- [Written instruction]:
Copy out every one of the following records word for word, keeping each line exactly as it appears.

^^^^^^^^^^^^^^^^

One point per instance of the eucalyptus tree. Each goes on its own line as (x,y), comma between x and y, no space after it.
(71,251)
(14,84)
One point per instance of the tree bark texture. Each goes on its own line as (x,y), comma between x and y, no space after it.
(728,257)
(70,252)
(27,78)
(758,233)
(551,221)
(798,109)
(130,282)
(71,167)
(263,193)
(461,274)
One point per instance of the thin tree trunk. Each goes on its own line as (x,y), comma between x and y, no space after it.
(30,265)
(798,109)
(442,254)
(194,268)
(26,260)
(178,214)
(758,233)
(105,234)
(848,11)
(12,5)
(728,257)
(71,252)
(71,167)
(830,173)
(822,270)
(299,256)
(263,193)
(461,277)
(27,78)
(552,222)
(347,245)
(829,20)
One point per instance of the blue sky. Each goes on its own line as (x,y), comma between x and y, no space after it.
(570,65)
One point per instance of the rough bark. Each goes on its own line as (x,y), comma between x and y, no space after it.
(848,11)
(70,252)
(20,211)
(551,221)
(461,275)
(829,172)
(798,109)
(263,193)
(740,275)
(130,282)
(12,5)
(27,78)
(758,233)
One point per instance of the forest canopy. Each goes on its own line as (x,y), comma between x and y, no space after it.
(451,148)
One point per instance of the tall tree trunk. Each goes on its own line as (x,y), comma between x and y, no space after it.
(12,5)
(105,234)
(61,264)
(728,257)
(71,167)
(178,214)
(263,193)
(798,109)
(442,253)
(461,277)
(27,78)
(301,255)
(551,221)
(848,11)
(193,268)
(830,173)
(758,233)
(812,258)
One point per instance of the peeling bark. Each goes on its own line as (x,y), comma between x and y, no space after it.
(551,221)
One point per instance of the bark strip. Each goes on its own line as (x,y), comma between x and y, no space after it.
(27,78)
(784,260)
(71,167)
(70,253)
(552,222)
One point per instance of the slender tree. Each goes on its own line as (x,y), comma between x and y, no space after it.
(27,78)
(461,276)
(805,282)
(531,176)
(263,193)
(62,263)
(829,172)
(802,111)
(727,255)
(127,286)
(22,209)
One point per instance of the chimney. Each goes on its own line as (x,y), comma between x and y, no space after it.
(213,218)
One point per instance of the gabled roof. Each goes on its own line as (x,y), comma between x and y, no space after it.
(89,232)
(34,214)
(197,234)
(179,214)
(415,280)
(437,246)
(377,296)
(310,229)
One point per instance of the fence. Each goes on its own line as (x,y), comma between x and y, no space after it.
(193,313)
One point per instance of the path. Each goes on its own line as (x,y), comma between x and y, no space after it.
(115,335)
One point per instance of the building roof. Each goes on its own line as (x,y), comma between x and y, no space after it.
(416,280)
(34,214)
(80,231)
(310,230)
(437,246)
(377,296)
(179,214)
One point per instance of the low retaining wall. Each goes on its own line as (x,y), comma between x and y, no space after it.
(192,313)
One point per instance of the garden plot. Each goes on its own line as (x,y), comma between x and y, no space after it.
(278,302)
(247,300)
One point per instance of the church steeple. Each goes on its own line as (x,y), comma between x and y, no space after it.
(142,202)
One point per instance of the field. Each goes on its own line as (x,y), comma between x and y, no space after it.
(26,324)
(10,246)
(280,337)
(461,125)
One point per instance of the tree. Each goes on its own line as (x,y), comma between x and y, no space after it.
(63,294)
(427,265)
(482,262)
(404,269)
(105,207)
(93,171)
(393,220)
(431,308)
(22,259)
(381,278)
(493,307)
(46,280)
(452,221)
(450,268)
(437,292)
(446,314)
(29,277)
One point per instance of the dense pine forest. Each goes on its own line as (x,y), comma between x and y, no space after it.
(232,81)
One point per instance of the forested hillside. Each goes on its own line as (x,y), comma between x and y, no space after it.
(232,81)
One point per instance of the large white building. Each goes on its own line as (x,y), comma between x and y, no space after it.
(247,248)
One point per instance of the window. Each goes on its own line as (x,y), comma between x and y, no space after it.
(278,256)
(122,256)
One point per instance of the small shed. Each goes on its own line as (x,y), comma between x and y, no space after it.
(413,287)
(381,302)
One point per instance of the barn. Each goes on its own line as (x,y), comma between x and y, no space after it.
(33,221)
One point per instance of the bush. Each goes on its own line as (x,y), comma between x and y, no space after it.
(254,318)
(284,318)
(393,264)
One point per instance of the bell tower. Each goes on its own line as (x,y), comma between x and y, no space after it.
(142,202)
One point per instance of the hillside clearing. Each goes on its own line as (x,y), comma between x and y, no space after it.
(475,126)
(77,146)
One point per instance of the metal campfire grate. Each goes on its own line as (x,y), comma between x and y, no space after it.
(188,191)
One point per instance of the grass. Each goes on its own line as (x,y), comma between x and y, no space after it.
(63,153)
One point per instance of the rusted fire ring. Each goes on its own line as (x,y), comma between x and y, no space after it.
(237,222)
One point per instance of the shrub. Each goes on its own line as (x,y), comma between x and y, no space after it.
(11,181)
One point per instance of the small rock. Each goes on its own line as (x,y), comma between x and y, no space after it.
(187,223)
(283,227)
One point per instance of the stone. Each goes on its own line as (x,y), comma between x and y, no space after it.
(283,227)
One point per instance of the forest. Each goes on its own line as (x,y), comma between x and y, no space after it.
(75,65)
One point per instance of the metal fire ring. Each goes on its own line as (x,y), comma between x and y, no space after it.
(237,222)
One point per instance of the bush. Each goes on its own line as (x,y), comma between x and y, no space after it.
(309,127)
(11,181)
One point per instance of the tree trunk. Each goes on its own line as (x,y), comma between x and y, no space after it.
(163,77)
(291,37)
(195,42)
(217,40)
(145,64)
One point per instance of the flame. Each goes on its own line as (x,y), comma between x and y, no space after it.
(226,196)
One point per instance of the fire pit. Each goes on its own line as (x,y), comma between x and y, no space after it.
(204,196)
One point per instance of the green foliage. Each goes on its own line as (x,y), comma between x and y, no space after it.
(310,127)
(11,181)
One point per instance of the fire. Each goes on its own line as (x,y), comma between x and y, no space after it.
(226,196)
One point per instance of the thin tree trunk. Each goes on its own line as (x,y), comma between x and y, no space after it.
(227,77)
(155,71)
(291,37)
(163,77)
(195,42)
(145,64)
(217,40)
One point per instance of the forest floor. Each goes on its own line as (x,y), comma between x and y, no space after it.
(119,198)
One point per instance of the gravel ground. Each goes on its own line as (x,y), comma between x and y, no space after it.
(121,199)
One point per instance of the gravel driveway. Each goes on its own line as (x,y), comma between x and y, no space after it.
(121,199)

^^^^^^^^^^^^^^^^

- [Exercise solution]:
One point per instance of the eucalyptus tree. Each goes on its own line as (x,y), comma between x and y, no space after it.
(71,251)
(14,84)
One point per instance of the tree bark texture. Each goes on its own line as (x,y), comma between x and y, no space after it.
(728,257)
(70,252)
(27,78)
(758,233)
(551,221)
(798,109)
(130,282)
(71,167)
(263,193)
(461,274)
One point per instance of the thin tree trunk. Each goes on its own line as (x,y), comma between x and y, no space after it.
(30,265)
(798,109)
(442,254)
(194,268)
(26,260)
(178,214)
(758,233)
(105,234)
(848,11)
(12,5)
(728,257)
(71,252)
(71,167)
(830,173)
(822,270)
(299,256)
(263,193)
(461,277)
(27,78)
(552,222)
(347,245)
(829,20)
One point per instance of the blue sky. Each goes on its own line as (x,y), comma between x and y, no space after it.
(570,65)
One point per instance of the rough bark. Each goes on its own line as (x,y), comma between x and y, no space after it.
(848,11)
(70,252)
(20,211)
(551,221)
(461,275)
(829,172)
(798,109)
(263,193)
(740,275)
(130,282)
(12,5)
(27,78)
(758,233)
One point per instance of the forest canopy. Each goes on its own line as (x,y), comma between x and y, no space after it.
(451,148)
One point per instance of the tall tree trunk. Each goes on its own line as (x,y), comma between x and y, no space after it.
(12,5)
(105,234)
(61,264)
(728,257)
(71,167)
(178,214)
(263,193)
(798,109)
(442,253)
(461,277)
(27,78)
(301,255)
(551,221)
(848,11)
(193,268)
(830,173)
(758,233)
(812,258)
One point per instance of the peeling bark. Each goes on its own line as (x,y), comma between x and y, no space after it.
(551,221)
One point per instance of the bark strip. Each goes on its own line as (x,y), comma between x and y, no space after it.
(27,78)
(784,260)
(71,167)
(70,253)
(552,222)
One point per instance of the slender tree. Each goes on its own line as (x,y), comma between x and y, no space after it.
(27,78)
(461,276)
(805,282)
(531,176)
(263,193)
(62,263)
(829,172)
(802,111)
(727,255)
(127,286)
(22,209)
One point per instance of the chimney. Each goes on its own line as (x,y), comma between x and y, no space after it.
(213,218)
One point per instance of the gabled roof. Each goes on its own line as (x,y), comma between x and y, no space after it.
(89,232)
(34,214)
(197,234)
(179,214)
(415,280)
(437,246)
(377,296)
(310,229)
One point per instance of the fence. Each goes on its own line as (x,y), comma between x and y, no space after it.
(193,313)
One point per instance of the path. Each goes on its own line as (x,y), comma between x and y, no space after it.
(115,335)
One point per instance of the building roof. Each goes on its own line as (x,y), comma between x and y, no space after it.
(416,280)
(34,214)
(80,231)
(310,230)
(437,246)
(377,296)
(179,214)
One point per instance of the low retaining wall. Each goes on its own line as (x,y), comma between x and y, no space after it.
(192,313)
One point per instance of the garden plot. Each goes on its own line as (x,y), comma between x and y, no space after it.
(278,302)
(247,300)
One point per instance of the church steeple. Each goes on its own line as (x,y), comma between x and y, no space after it.
(142,202)
One point per instance of the field. Each goes on its own line as (x,y), comma between x and y, no space after it.
(26,324)
(10,246)
(280,337)
(461,125)
One point per instance of the tree. Each goes on its own line as (x,y), comma between x and y, no space after it.
(63,294)
(427,265)
(482,262)
(404,269)
(105,207)
(93,171)
(393,220)
(431,308)
(22,259)
(381,278)
(493,307)
(46,280)
(452,221)
(450,268)
(437,292)
(446,314)
(29,277)
One point per instance of the dense pine forest. Each goes on its own line as (x,y), comma between x and y, no space after it.
(232,81)
One point per instance of the forested hillside. Each goes on its own line as (x,y), comma between x and y, no space after it.
(232,81)
One point per instance of the large white building. Each goes on its own line as (x,y), comma between x and y, no space after it.
(247,248)
One point per instance of the window. Each goes on its own line as (x,y), comma between x and y, no space after it.
(278,256)
(122,256)
One point per instance of the small shed. Each goes on its own line as (x,y), comma between x and y, no space after it.
(413,287)
(381,302)
One point per instance of the barn. Each goes on its own line as (x,y), comma between x and y, no space after it.
(33,221)
One point per instance of the bush. Each goes on its own line as (x,y), comma between x and y, no space after it.
(254,318)
(284,318)
(393,264)
One point per instance of the bell tower. Each goes on its own line as (x,y), comma between x and y, no space after it.
(142,202)
One point per instance of the hillside clearing. Each goes on its own line as (x,y), comma between x and y, no space after it.
(475,126)
(77,146)
One point per instance of the metal campfire grate. Each goes on its own line as (x,y), comma between x and y, no space after it.
(188,191)
One point per instance of the grass. Each goes on its own line as (x,y), comma between x and y, no space after it.
(63,153)
One point per instance of the rusted fire ring. Each goes on its own line as (x,y), comma between x and y, no space after it.
(237,222)
One point per instance of the shrub. Each goes on its own line as (x,y), comma between x and y, no space after it.
(11,181)
One point per instance of the small rock. Each goes on its own line as (x,y), comma between x and y, no space after it.
(187,223)
(283,227)
One point per instance of the stone. Each goes on its own line as (x,y), comma between x and y, no space after it.
(283,227)
One point per instance of the forest. Each goes on its own line as (x,y), comma between x and y, no space after it.
(75,65)
One point per instance of the metal fire ring. Each goes on its own line as (x,y), comma between x and y, no space after it.
(237,222)
One point per instance of the bush. Each goes on its own line as (x,y), comma between x and y, no space after it.
(309,127)
(11,181)
One point per instance of the tree trunk. Each goes on its own line as (x,y), comma between x and y, no space after it.
(163,77)
(291,37)
(195,42)
(217,40)
(145,64)
One point per instance of the flame. Each goes on its own line as (x,y), comma between x and y, no space after it.
(226,196)
One point per instance of the fire pit. Each goes on its own line as (x,y), comma between x and y, no space after it.
(204,196)
One point per instance of the green foliage. Each goes on its own line as (x,y), comma between x and y, no space after it.
(310,127)
(11,181)
One point per instance of the fire. Each goes on its own line as (x,y), comma between x and y, no space after it.
(226,196)
One point per instance of the thin tree trunk. Each goes on its own line as (x,y), comma between x and y, no space after it.
(227,77)
(155,71)
(291,37)
(163,77)
(195,42)
(145,64)
(217,40)
One point per instance of the forest floor. Each goes on its own line as (x,y), comma between x and y, no space after it.
(119,198)
One point per instance of the gravel ground. Each goes on its own line as (x,y), comma between x and y, no space after it.
(121,199)
One point per instance of the gravel driveway. Each goes on its own line as (x,y), comma between x and y, no space after it.
(121,199)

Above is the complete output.